** start of Records shown **
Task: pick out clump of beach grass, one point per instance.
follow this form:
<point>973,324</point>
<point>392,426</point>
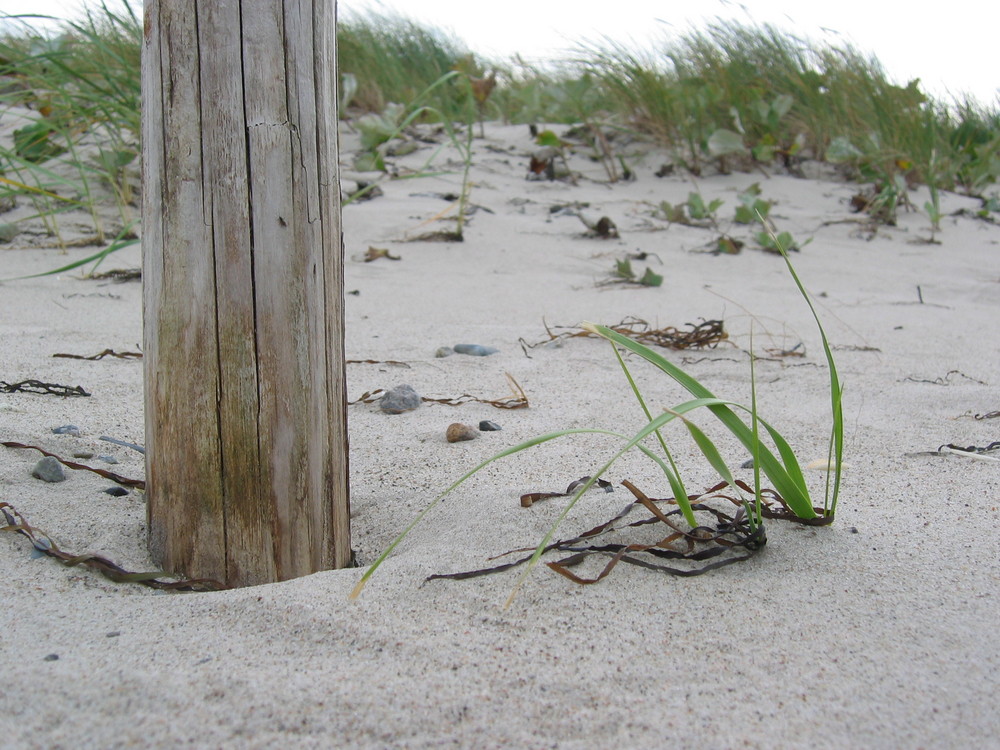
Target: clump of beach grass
<point>780,466</point>
<point>78,148</point>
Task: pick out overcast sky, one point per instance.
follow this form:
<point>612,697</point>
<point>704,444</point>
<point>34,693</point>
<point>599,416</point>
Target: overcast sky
<point>951,48</point>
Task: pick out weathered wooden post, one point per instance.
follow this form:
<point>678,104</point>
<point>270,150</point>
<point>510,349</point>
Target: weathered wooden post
<point>246,440</point>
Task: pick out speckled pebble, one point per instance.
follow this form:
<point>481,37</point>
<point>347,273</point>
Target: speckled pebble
<point>399,399</point>
<point>458,432</point>
<point>49,470</point>
<point>475,350</point>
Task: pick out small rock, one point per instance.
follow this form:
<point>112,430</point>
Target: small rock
<point>458,432</point>
<point>475,350</point>
<point>49,470</point>
<point>399,399</point>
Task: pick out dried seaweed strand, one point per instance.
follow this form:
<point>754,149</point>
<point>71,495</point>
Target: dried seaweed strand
<point>37,386</point>
<point>124,481</point>
<point>944,380</point>
<point>393,362</point>
<point>731,534</point>
<point>102,355</point>
<point>518,401</point>
<point>43,543</point>
<point>118,275</point>
<point>533,497</point>
<point>704,335</point>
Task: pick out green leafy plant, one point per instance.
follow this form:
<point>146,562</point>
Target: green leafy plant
<point>693,212</point>
<point>780,466</point>
<point>623,272</point>
<point>751,206</point>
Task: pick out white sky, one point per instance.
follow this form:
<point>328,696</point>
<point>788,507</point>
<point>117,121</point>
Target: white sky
<point>951,47</point>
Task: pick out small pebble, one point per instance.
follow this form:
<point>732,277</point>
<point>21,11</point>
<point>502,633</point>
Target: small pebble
<point>475,350</point>
<point>458,432</point>
<point>8,232</point>
<point>399,399</point>
<point>49,470</point>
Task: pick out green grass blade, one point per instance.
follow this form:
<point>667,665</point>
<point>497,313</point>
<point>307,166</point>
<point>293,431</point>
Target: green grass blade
<point>786,475</point>
<point>98,257</point>
<point>674,476</point>
<point>836,394</point>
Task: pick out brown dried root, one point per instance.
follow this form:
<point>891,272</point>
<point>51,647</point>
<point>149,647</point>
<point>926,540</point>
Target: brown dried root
<point>730,540</point>
<point>519,399</point>
<point>707,334</point>
<point>14,521</point>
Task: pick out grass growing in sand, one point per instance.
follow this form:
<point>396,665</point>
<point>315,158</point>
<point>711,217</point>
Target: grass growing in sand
<point>734,96</point>
<point>77,96</point>
<point>783,469</point>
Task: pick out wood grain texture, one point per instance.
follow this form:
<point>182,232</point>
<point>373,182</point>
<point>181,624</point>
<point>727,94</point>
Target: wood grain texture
<point>243,290</point>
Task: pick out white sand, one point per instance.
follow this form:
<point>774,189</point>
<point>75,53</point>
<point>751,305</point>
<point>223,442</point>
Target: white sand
<point>881,638</point>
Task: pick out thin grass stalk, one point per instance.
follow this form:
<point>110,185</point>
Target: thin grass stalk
<point>678,488</point>
<point>538,440</point>
<point>836,393</point>
<point>786,474</point>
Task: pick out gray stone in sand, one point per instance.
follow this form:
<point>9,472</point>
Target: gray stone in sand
<point>49,470</point>
<point>475,350</point>
<point>458,432</point>
<point>399,399</point>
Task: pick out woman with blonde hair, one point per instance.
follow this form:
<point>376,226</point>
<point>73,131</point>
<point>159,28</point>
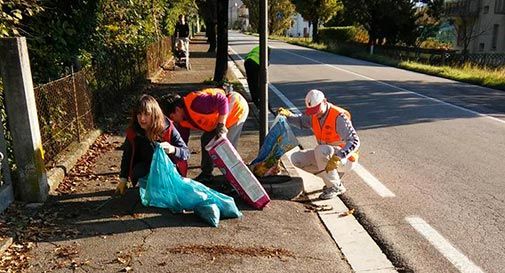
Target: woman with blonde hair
<point>147,126</point>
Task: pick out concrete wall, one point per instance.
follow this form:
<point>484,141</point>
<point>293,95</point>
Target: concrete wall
<point>233,11</point>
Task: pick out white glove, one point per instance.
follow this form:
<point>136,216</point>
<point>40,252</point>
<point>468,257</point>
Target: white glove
<point>167,147</point>
<point>343,161</point>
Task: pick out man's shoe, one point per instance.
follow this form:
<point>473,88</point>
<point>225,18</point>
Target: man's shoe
<point>332,192</point>
<point>204,178</point>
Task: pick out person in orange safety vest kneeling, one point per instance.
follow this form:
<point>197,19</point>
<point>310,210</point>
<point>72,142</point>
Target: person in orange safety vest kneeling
<point>338,142</point>
<point>212,111</point>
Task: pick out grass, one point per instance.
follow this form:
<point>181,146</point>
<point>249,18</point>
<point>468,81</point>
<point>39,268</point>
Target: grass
<point>489,77</point>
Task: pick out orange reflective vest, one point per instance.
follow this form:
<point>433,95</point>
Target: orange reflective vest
<point>208,122</point>
<point>327,133</point>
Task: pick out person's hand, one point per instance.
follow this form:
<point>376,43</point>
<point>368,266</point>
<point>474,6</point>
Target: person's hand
<point>121,186</point>
<point>284,112</point>
<point>220,130</point>
<point>167,147</point>
<point>334,162</point>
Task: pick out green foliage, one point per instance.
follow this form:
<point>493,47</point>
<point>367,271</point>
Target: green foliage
<point>342,34</point>
<point>280,13</point>
<point>318,10</point>
<point>494,78</point>
<point>387,21</point>
<point>12,12</point>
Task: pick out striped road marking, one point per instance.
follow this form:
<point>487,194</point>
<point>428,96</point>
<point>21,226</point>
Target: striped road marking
<point>365,175</point>
<point>458,259</point>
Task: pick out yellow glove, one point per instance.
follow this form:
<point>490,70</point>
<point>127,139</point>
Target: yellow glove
<point>284,112</point>
<point>332,164</point>
<point>121,186</point>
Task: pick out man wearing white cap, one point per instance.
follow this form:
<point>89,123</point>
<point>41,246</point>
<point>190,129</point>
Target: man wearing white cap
<point>338,142</point>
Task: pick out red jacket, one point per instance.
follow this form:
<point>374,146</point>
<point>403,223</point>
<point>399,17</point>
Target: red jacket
<point>182,165</point>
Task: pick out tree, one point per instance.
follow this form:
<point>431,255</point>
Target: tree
<point>429,20</point>
<point>208,11</point>
<point>388,21</point>
<point>280,15</point>
<point>317,12</point>
<point>222,42</point>
<point>464,16</point>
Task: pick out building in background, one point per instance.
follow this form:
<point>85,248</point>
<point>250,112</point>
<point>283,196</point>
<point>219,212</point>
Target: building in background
<point>300,27</point>
<point>485,21</point>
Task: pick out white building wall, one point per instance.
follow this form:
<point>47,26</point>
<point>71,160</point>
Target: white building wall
<point>233,11</point>
<point>300,27</point>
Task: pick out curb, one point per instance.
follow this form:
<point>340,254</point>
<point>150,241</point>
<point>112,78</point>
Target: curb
<point>286,190</point>
<point>68,158</point>
<point>5,244</point>
<point>361,251</point>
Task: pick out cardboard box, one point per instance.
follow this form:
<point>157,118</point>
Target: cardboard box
<point>227,159</point>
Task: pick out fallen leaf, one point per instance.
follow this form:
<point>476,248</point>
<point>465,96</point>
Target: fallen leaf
<point>346,213</point>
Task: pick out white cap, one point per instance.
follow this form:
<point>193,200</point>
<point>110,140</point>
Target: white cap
<point>313,101</point>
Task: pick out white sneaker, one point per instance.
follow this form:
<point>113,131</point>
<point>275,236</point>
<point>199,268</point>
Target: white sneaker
<point>332,192</point>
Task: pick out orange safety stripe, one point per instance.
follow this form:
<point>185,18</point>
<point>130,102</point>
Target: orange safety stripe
<point>327,134</point>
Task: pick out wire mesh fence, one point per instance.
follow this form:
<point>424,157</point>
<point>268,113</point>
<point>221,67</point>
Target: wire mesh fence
<point>65,112</point>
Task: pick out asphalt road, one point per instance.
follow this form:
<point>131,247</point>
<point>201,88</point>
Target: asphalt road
<point>431,190</point>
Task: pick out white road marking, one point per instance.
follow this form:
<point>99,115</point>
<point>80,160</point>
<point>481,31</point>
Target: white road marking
<point>458,259</point>
<point>373,182</point>
<point>365,175</point>
<point>395,87</point>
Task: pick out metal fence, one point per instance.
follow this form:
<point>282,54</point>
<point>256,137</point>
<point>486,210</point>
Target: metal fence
<point>65,112</point>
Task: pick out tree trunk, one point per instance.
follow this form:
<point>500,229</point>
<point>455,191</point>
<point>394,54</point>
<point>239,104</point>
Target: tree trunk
<point>222,42</point>
<point>315,26</point>
<point>210,30</point>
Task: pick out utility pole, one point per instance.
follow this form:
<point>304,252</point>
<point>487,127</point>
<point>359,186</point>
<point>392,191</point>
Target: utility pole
<point>263,70</point>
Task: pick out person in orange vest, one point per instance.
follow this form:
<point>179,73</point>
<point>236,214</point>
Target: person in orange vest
<point>148,126</point>
<point>338,142</point>
<point>212,111</point>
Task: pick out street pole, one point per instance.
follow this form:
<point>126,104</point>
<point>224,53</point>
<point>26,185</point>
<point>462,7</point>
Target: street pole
<point>263,70</point>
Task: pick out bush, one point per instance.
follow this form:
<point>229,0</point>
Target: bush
<point>343,34</point>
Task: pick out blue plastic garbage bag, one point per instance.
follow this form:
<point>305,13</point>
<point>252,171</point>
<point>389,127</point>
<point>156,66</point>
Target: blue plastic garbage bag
<point>278,141</point>
<point>164,187</point>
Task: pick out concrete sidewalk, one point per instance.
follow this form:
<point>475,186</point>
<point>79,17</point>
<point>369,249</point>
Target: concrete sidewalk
<point>83,229</point>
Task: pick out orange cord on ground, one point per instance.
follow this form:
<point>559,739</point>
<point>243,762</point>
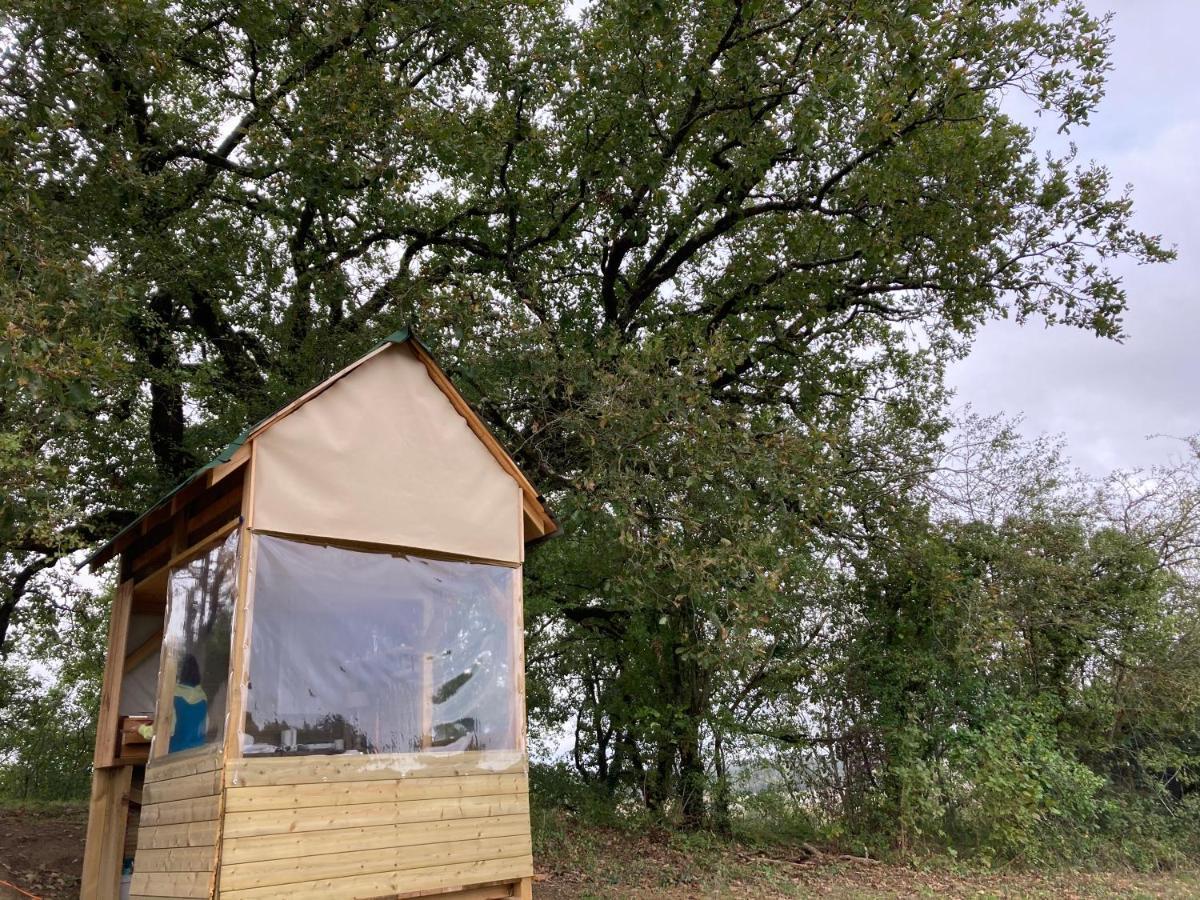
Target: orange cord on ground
** end of Records shown **
Please update the stretch of the listing from the line containing "Task: pick out person's" through the line containing "<point>485,21</point>", replacing "yellow glove" with "work glove" and changing nothing else. Give back only those lines.

Task: pick out person's hand, one point per instance.
follow this form:
<point>376,43</point>
<point>368,266</point>
<point>474,6</point>
Target: person's hand
<point>121,186</point>
<point>284,112</point>
<point>220,130</point>
<point>167,147</point>
<point>334,162</point>
Task: pick out green foliage, one point per instance.
follow this form:
<point>493,47</point>
<point>367,271</point>
Target: green foliage
<point>342,34</point>
<point>280,13</point>
<point>318,10</point>
<point>494,78</point>
<point>387,21</point>
<point>12,12</point>
Task: pick out striped road marking, one point per instance.
follow this form:
<point>487,194</point>
<point>428,96</point>
<point>21,226</point>
Target: striped road marking
<point>365,175</point>
<point>458,259</point>
Task: pick out work glove, one point per instance.
follow this form:
<point>490,70</point>
<point>127,139</point>
Target: work glove
<point>284,112</point>
<point>332,164</point>
<point>121,186</point>
Task: pick out man wearing white cap, one point per instance.
follow this form:
<point>89,123</point>
<point>41,246</point>
<point>190,129</point>
Target: man wearing white cap
<point>338,142</point>
Task: pick out red jacket, one point per instance.
follow this form:
<point>374,146</point>
<point>403,223</point>
<point>399,17</point>
Target: red jacket
<point>182,165</point>
Task: pick out tree, one point per instance.
follow this form:
<point>431,255</point>
Target: tree
<point>429,20</point>
<point>208,11</point>
<point>388,21</point>
<point>280,15</point>
<point>317,12</point>
<point>222,42</point>
<point>464,16</point>
Task: pick out building in background, one point per instance.
follow this form:
<point>85,248</point>
<point>250,112</point>
<point>283,196</point>
<point>219,212</point>
Target: building in background
<point>300,27</point>
<point>485,21</point>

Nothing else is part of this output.